▶ _WHAT TO WORK ON_
Retyping the records exactly, down to the last line, is the whole job.

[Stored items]

┄┄┄┄┄┄

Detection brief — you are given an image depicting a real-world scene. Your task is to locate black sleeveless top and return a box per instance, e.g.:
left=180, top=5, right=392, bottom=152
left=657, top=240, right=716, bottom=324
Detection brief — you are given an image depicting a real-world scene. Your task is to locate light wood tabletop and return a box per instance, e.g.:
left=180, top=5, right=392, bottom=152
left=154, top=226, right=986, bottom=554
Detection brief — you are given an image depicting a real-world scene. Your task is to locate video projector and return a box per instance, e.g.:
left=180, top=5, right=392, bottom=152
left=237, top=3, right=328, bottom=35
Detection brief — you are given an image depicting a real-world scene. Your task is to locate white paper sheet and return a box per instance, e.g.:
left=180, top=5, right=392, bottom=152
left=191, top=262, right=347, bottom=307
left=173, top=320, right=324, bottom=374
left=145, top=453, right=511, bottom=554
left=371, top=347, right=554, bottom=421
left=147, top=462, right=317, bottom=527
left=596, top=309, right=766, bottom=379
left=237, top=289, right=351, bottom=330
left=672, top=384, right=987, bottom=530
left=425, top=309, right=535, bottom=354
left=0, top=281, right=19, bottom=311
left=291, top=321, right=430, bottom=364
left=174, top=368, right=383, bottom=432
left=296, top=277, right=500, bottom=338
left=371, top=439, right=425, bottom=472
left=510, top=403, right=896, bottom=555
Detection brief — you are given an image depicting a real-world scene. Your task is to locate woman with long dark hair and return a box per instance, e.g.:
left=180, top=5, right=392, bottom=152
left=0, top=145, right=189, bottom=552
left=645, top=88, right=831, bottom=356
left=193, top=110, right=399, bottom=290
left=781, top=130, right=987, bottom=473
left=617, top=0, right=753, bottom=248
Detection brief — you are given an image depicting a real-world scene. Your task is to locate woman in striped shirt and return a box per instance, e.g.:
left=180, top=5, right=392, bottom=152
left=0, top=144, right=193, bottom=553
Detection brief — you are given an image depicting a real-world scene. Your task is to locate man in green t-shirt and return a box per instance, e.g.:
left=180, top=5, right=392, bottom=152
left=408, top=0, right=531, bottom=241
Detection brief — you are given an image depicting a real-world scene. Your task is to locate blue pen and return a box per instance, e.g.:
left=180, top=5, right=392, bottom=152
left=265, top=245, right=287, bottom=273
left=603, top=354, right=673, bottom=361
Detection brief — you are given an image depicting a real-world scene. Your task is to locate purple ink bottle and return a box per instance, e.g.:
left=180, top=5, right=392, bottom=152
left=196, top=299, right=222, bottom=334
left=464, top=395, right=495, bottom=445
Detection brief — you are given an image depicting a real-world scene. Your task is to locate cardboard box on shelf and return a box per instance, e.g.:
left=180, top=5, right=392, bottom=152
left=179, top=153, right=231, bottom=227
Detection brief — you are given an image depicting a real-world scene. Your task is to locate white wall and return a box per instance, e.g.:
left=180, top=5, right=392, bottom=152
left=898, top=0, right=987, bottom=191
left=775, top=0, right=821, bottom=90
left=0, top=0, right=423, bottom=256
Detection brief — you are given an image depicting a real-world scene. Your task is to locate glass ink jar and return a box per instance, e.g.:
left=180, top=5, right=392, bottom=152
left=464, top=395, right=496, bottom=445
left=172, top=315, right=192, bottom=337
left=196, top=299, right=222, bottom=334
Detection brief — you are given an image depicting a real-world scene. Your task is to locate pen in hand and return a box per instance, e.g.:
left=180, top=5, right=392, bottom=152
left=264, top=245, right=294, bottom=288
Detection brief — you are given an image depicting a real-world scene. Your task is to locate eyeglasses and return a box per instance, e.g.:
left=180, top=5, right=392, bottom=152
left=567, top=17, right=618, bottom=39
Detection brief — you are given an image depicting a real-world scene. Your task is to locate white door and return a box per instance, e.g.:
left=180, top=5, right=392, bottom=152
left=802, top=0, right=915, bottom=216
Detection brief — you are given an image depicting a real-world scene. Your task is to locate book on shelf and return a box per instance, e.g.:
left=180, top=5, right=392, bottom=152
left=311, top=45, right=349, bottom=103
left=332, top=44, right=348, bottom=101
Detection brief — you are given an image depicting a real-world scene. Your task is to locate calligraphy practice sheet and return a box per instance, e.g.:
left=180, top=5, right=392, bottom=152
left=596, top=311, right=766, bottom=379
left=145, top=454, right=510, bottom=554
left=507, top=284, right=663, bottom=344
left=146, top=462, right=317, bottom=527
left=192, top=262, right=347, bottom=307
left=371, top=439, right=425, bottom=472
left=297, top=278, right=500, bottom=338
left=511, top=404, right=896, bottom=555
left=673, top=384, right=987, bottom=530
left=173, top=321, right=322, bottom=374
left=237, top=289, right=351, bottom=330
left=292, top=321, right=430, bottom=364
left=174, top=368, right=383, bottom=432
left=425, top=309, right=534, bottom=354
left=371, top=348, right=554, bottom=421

┄┄┄┄┄┄

▶ _YOUR RESPONSE_
Detection brief — you are given an image depicting a real-world scene. Your task is to locate black sleeveless top and return a box per instance, e.g.:
left=180, top=5, right=392, bottom=152
left=657, top=240, right=716, bottom=324
Detection brief — you are given an image depicting a real-world scene. Your task is to locate light wood tabletop and return a box per instance, e.g.:
left=180, top=5, right=392, bottom=152
left=154, top=226, right=986, bottom=554
Detection brief — you are given an image depicting a real-world scene. Your task is to locate video projector and return a box per instance, e.g.:
left=180, top=5, right=392, bottom=152
left=237, top=3, right=328, bottom=35
Detection brief — you are given an image depicting a real-world scene. Your task is to locate white paper sheet and return a box per instance, e.g.:
left=180, top=5, right=392, bottom=152
left=191, top=262, right=347, bottom=307
left=173, top=320, right=324, bottom=374
left=145, top=453, right=511, bottom=554
left=371, top=347, right=554, bottom=421
left=147, top=462, right=317, bottom=527
left=596, top=309, right=766, bottom=379
left=237, top=289, right=351, bottom=330
left=672, top=384, right=987, bottom=530
left=425, top=309, right=535, bottom=354
left=0, top=281, right=19, bottom=311
left=291, top=321, right=430, bottom=364
left=174, top=368, right=383, bottom=432
left=296, top=277, right=500, bottom=338
left=371, top=439, right=425, bottom=472
left=510, top=403, right=896, bottom=555
Detection brief — you are given an image depicting a real-world scene. Your task is to locate woman with long dark hair and return a box per instance, e.g.:
left=180, top=5, right=392, bottom=152
left=0, top=145, right=189, bottom=552
left=645, top=88, right=831, bottom=356
left=193, top=110, right=399, bottom=290
left=781, top=130, right=987, bottom=473
left=617, top=0, right=753, bottom=248
Detection brief — you are given an image depicting a real-world scene. Your task is to locate woman in striped shirt and return a box per instance, e.g.:
left=180, top=5, right=392, bottom=152
left=0, top=144, right=193, bottom=553
Detection brief — you are given an image depicting a real-world scene. Your task is to locate man in green t-shirt and return a box per instance, e.g.:
left=180, top=5, right=392, bottom=152
left=408, top=0, right=531, bottom=241
Detection brief — you are given an image depicting a real-world scene. Your task is to locate blue pen and return a box per instance, e.g.:
left=180, top=5, right=392, bottom=152
left=265, top=245, right=287, bottom=273
left=603, top=354, right=673, bottom=361
Detection brief — you are given an image depicting a real-world scene. Your task is to locate purple ink bottle and return a box per instance, e.g.:
left=180, top=5, right=392, bottom=152
left=196, top=299, right=222, bottom=334
left=464, top=395, right=495, bottom=445
Detection brief — you are given an image depicting a real-world scene. Your task is to locate cardboard box on shelf and return a box per instance, e.g.:
left=180, top=5, right=392, bottom=152
left=179, top=153, right=231, bottom=227
Detection brief — you are given an image depicting a real-world scene. Your task is to locate white wall and return a box per instance, e.g.:
left=180, top=5, right=392, bottom=152
left=898, top=0, right=987, bottom=191
left=775, top=0, right=821, bottom=90
left=0, top=0, right=423, bottom=256
Detection brief — you are given an image depicting a real-world scene. Your task is to locate glass ink jar and return a box per instance, e.g.:
left=180, top=5, right=392, bottom=152
left=464, top=395, right=496, bottom=445
left=172, top=315, right=192, bottom=337
left=196, top=299, right=222, bottom=334
Detection brief — you are given an image depicting a real-world scene. Your task is to locate pen in hand and return a box per instance, e.g.:
left=180, top=5, right=392, bottom=152
left=264, top=245, right=294, bottom=288
Detection brief — you are given an image depicting a real-world scene. Your task is to locate eyeglasses and return a box per instance, e.g.:
left=180, top=5, right=392, bottom=152
left=567, top=17, right=618, bottom=39
Detection brief — you are given an image depicting a real-world scene. Your task is to locate white door and return a box per instance, e.g.:
left=180, top=5, right=392, bottom=152
left=802, top=0, right=915, bottom=216
Detection brief — you are given an image depicting a real-world scene. Your task is to locate book on shelf and return a box per instance, e.g.:
left=180, top=5, right=392, bottom=152
left=311, top=45, right=349, bottom=103
left=332, top=44, right=348, bottom=101
Detection brief — you are given an image depicting a real-world scene. Your task is to locate calligraphy practice sheet and return a box per instance, e.g.:
left=180, top=5, right=392, bottom=152
left=596, top=311, right=766, bottom=379
left=145, top=454, right=510, bottom=554
left=507, top=284, right=663, bottom=344
left=146, top=462, right=317, bottom=527
left=192, top=262, right=347, bottom=307
left=371, top=439, right=425, bottom=472
left=297, top=278, right=500, bottom=338
left=511, top=404, right=896, bottom=555
left=673, top=384, right=987, bottom=530
left=173, top=321, right=322, bottom=374
left=237, top=289, right=351, bottom=330
left=292, top=321, right=430, bottom=364
left=174, top=368, right=383, bottom=432
left=425, top=309, right=534, bottom=354
left=371, top=348, right=554, bottom=421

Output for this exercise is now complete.